_STATED PROBLEM_:
For each statement below, answer yes or no according to the text on the Yeomen of England, and quote the words from the text that decide it.
1. A horse had to stand at least 14.5 hands to be suitable.
2. Cyril Day named his horse after his father.
3. The horses were picketed for the first time on Derby racecourse.

_EXTRACTED TEXT_:

Yeomen of England
Page 8
Farmers and anyone who had a horse suitable (14.5 hands at least) were asked to bring them to Kettering and, after being inspected by our Veterinary Officer, Captain Parks, any chosen were commandeered; in some cases, from men with perhaps only one horse, a true friend. Our officers were very sympathetic to all who lost their horses, many of whom were members of the Pytchley. Quite a lot of our horses had hunted with the Pytchley and were a grand lot, which enabled us to keep our horses to the end of the war rather than being converted to infantry, although we did not yet realise that we would be doing an awful lot of walking.
Cyril Day on horseback before the 1914 outbreak of war. (NYA)
There was competition for the horses once officers had taken their pick. Cyril Day had an opportunity to move up to the front of the queue:
Some very good horses came to us from hunting stables. I happened to be on guard over them the first night so picked one out to suit myself, to which animal I afterwards became very attached. I named it Mary after my mother and sister. We picketed the horses for the first time on Derby racecourse. Again I was on guard the first night and was worked hard trying to control the horses as they kept breaking loose, not everybody being skilled at pegging down the lines.

_EXTRACTED MATERIAL_:
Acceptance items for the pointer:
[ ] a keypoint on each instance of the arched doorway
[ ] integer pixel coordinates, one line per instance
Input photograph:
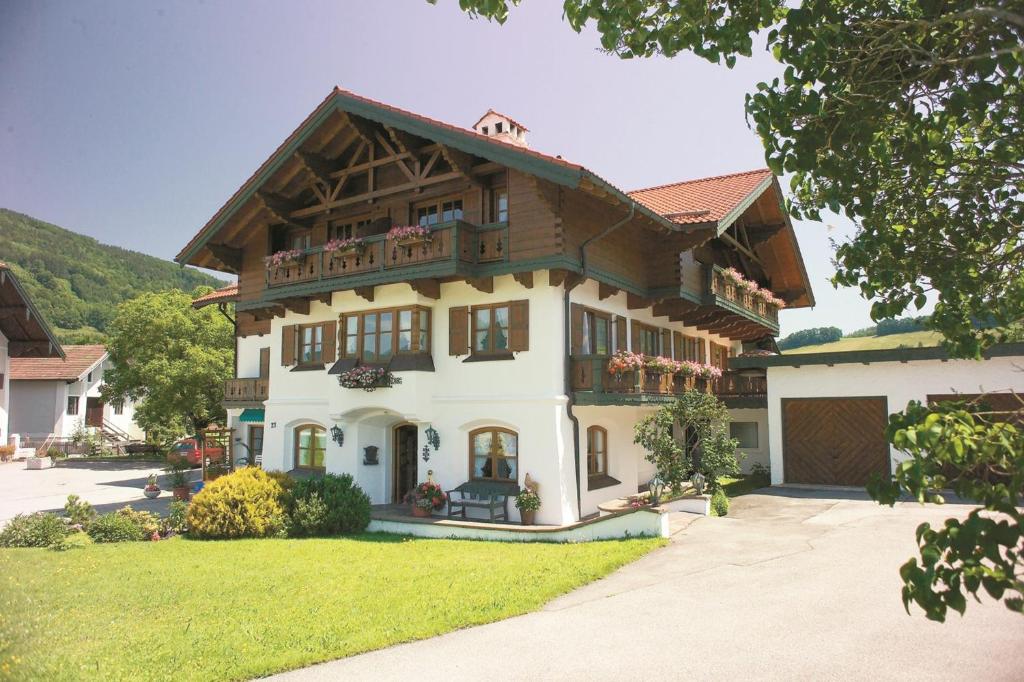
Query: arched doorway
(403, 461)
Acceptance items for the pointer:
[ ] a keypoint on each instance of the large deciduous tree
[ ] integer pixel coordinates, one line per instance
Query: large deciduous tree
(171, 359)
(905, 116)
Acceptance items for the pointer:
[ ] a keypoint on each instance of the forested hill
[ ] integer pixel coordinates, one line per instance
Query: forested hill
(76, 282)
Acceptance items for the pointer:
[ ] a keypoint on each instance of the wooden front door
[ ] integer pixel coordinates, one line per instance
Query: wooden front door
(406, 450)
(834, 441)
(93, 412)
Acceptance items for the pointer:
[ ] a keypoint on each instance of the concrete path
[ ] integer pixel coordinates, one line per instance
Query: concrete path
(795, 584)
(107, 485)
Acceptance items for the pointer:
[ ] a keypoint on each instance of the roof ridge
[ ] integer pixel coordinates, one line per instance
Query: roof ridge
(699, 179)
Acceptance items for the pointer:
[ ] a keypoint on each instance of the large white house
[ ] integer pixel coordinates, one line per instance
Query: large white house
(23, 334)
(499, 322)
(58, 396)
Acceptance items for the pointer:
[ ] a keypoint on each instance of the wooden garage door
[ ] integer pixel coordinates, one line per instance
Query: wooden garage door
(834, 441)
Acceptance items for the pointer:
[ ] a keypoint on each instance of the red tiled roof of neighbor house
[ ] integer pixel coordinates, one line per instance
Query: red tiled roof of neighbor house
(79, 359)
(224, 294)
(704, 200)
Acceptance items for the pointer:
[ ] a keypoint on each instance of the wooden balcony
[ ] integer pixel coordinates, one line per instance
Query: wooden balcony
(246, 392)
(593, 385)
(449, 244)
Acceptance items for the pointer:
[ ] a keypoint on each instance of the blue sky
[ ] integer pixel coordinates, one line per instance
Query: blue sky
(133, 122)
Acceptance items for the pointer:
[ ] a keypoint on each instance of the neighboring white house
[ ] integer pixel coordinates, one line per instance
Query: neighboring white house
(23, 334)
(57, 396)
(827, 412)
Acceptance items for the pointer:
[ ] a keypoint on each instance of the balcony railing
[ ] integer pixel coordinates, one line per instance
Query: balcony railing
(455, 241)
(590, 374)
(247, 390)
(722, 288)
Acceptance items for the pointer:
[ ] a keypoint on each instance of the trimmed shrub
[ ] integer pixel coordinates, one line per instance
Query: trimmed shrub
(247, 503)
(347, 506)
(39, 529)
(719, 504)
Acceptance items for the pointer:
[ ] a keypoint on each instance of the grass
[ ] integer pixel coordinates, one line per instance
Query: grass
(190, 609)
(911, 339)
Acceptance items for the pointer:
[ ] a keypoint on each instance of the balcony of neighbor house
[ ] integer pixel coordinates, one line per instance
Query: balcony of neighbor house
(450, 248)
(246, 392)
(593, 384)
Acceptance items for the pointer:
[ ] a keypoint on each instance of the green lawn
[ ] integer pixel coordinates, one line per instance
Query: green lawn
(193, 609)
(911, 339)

_FULL ANSWER_:
1. Yes: "(14.5 hands at least)"
2. No: "I named it Mary after my mother and sister."
3. Yes: "We picketed the horses for the first time on Derby racecourse."